## What the task requires
A verbatim copy of the lines from the one with "One point marks each instance of the black top" through the final line below is required; print it and nothing else.

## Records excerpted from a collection
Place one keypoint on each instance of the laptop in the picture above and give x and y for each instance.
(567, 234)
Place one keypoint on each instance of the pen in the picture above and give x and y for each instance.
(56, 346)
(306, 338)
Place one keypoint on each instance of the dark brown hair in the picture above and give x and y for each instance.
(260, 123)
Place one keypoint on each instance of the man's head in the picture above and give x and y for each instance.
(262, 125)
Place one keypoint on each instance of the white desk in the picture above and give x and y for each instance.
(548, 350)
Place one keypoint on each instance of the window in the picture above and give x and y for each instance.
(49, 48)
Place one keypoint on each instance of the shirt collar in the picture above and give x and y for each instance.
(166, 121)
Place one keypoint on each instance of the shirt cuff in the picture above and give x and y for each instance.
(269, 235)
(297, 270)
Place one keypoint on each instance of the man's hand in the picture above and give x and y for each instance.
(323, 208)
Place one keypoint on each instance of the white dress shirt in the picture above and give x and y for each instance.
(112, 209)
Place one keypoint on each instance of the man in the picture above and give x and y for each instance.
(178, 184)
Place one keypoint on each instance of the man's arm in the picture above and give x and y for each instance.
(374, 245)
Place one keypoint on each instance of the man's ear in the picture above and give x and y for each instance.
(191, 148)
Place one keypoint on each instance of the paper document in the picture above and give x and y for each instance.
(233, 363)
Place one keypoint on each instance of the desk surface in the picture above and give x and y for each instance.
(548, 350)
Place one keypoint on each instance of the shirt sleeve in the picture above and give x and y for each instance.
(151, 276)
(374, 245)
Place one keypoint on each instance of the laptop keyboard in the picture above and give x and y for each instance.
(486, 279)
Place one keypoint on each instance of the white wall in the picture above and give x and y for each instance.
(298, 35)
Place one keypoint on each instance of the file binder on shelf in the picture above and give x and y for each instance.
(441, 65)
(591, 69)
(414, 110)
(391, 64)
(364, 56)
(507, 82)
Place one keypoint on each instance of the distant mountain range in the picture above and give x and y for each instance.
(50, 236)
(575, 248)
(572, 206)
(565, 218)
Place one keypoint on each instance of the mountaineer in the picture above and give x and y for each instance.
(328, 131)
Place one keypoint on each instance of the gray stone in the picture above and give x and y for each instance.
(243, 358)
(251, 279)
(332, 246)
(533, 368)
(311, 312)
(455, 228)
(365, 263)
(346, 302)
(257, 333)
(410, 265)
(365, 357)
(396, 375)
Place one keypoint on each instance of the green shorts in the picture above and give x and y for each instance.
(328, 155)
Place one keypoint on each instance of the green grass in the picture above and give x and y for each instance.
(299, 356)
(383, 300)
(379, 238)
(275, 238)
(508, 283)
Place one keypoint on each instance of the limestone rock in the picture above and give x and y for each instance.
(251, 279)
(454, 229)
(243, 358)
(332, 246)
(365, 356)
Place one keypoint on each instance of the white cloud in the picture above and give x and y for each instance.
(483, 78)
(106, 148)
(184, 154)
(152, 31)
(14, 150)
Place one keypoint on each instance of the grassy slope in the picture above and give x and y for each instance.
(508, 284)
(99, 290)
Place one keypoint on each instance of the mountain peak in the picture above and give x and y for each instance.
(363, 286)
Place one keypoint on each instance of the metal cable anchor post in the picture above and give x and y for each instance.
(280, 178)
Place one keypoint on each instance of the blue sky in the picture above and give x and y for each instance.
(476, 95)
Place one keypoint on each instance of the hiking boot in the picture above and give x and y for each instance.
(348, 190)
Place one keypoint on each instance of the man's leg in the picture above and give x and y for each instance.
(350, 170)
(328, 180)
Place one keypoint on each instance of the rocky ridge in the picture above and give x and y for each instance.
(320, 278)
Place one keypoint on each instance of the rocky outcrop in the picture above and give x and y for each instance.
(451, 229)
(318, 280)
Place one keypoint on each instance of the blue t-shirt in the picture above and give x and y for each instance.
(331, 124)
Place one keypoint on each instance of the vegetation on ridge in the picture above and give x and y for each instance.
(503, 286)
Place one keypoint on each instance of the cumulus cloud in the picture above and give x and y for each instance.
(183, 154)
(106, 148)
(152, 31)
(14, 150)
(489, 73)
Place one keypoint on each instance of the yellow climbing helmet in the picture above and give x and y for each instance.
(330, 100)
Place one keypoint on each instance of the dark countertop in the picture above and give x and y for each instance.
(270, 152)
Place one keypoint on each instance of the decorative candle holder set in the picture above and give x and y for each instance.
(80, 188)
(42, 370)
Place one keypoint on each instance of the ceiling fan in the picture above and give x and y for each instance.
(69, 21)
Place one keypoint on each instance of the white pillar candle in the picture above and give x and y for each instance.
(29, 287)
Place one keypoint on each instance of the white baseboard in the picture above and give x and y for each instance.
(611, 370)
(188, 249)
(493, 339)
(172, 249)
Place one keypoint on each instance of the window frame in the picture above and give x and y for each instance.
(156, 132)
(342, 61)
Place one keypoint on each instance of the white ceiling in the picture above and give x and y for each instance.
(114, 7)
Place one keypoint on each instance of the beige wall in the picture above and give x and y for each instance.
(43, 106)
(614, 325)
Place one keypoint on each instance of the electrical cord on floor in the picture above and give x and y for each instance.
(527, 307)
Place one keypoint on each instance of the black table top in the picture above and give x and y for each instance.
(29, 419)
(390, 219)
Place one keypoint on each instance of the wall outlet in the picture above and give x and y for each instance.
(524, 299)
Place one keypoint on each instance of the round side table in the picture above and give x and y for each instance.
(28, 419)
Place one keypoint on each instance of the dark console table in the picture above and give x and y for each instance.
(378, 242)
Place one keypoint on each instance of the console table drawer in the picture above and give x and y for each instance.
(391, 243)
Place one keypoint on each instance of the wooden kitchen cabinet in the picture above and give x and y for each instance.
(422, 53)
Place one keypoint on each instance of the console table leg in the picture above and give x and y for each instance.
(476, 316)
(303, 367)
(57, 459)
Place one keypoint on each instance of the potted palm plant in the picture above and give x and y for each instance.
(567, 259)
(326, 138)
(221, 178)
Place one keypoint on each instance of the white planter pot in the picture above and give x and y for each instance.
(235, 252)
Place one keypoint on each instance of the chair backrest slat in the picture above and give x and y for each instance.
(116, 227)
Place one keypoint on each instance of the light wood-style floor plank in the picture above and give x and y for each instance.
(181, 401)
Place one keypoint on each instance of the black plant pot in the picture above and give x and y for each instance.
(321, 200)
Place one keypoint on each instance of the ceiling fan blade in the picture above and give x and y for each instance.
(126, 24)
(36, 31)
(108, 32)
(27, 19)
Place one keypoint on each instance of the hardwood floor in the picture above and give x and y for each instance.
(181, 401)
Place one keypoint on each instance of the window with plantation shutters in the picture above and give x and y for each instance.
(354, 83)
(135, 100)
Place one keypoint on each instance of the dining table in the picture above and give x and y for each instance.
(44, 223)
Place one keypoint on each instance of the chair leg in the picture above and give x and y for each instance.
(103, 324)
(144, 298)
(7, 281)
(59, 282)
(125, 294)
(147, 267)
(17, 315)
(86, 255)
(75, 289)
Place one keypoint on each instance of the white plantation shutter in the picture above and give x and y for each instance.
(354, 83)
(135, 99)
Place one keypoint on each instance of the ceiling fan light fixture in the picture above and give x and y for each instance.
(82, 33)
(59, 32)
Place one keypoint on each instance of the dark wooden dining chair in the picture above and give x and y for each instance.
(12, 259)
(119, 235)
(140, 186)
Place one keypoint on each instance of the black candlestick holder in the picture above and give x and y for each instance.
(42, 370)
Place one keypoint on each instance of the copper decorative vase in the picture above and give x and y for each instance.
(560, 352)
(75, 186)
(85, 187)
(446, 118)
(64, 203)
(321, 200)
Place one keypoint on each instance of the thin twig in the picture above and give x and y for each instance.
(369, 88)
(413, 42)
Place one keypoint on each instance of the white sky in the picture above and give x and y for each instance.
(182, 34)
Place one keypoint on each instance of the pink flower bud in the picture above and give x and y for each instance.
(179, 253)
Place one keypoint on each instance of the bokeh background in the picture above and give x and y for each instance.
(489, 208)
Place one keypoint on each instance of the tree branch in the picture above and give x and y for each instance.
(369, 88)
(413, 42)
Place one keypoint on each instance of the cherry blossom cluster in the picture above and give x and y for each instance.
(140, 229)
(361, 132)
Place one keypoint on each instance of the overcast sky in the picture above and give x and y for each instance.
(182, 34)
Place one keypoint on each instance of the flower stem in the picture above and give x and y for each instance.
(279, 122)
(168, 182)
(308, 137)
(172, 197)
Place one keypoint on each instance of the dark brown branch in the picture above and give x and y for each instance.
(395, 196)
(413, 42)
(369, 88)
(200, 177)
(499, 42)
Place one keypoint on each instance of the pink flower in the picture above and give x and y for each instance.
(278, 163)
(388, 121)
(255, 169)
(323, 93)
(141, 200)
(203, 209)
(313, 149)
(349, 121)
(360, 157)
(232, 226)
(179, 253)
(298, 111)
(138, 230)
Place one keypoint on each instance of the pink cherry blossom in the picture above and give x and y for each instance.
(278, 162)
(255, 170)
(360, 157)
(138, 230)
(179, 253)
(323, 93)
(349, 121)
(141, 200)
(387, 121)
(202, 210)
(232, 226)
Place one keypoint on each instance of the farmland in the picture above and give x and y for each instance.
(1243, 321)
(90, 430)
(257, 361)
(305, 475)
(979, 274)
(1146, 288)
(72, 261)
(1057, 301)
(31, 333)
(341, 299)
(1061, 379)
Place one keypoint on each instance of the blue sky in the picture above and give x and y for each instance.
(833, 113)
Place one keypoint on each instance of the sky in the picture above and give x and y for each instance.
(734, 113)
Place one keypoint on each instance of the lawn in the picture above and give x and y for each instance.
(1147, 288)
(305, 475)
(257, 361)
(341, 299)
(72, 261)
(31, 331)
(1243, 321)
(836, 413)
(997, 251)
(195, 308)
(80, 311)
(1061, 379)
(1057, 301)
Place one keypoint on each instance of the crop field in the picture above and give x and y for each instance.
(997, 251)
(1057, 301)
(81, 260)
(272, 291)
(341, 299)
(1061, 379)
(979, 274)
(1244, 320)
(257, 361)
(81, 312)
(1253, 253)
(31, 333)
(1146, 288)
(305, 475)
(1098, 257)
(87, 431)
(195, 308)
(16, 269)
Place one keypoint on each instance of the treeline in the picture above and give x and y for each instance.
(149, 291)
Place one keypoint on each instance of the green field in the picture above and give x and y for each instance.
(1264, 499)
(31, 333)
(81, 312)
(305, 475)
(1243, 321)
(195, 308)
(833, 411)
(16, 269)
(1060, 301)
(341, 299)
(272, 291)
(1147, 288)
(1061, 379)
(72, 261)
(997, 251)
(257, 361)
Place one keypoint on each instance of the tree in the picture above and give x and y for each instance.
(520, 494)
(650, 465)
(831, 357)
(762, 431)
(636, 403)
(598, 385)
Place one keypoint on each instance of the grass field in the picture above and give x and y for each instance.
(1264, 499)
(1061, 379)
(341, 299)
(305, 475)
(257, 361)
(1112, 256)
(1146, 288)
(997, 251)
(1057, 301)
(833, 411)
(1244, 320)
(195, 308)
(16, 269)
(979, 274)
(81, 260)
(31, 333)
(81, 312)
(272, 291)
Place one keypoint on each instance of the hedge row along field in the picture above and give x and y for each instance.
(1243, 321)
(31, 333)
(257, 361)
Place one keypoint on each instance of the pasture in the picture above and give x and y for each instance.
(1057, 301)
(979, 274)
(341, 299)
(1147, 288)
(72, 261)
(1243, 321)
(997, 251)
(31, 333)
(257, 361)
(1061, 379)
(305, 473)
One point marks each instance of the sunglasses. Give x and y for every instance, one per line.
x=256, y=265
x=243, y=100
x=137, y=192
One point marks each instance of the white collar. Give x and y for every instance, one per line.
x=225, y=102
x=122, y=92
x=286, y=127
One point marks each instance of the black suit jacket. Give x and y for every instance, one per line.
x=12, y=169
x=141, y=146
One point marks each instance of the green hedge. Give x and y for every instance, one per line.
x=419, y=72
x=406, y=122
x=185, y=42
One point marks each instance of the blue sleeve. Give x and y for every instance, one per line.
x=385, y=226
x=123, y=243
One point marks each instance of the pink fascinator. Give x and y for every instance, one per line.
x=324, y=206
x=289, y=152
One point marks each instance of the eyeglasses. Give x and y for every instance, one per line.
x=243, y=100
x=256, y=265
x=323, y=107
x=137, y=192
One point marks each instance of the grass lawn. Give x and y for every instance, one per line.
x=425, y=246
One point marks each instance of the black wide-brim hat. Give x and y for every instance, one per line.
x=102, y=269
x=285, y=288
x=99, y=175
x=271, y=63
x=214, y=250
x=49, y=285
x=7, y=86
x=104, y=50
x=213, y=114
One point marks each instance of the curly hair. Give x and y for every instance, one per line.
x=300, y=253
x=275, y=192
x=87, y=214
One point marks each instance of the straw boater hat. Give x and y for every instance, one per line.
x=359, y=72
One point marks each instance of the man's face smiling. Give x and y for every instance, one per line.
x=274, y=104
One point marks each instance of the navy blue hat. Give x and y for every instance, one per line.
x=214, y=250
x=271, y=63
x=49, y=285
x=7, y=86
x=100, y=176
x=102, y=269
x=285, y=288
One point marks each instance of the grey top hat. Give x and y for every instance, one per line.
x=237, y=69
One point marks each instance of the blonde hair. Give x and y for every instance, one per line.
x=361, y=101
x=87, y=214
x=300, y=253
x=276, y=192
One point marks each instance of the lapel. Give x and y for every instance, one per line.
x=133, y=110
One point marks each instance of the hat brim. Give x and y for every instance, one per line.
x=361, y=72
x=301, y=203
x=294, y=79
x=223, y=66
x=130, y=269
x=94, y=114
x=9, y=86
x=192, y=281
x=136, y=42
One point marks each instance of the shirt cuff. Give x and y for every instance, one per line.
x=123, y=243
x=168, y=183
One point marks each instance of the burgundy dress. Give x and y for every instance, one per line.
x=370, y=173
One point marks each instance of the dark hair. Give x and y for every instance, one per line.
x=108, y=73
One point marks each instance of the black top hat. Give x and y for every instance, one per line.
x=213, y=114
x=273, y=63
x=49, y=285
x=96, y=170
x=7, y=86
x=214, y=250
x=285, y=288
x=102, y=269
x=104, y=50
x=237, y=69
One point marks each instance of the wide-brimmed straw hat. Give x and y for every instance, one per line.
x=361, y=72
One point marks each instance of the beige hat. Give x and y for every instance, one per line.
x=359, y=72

## Answer for the task
One point marks each instance of the black top hat. Give x and y for every instance, one per line.
x=213, y=114
x=273, y=63
x=49, y=285
x=96, y=170
x=7, y=86
x=214, y=250
x=285, y=288
x=102, y=269
x=104, y=50
x=237, y=69
One point marks each instance of the wide-brimmed straw hat. Give x and y for every instance, one per line.
x=361, y=72
One point marks each instance of the beige hat. Give x and y for every instance, one per line.
x=359, y=72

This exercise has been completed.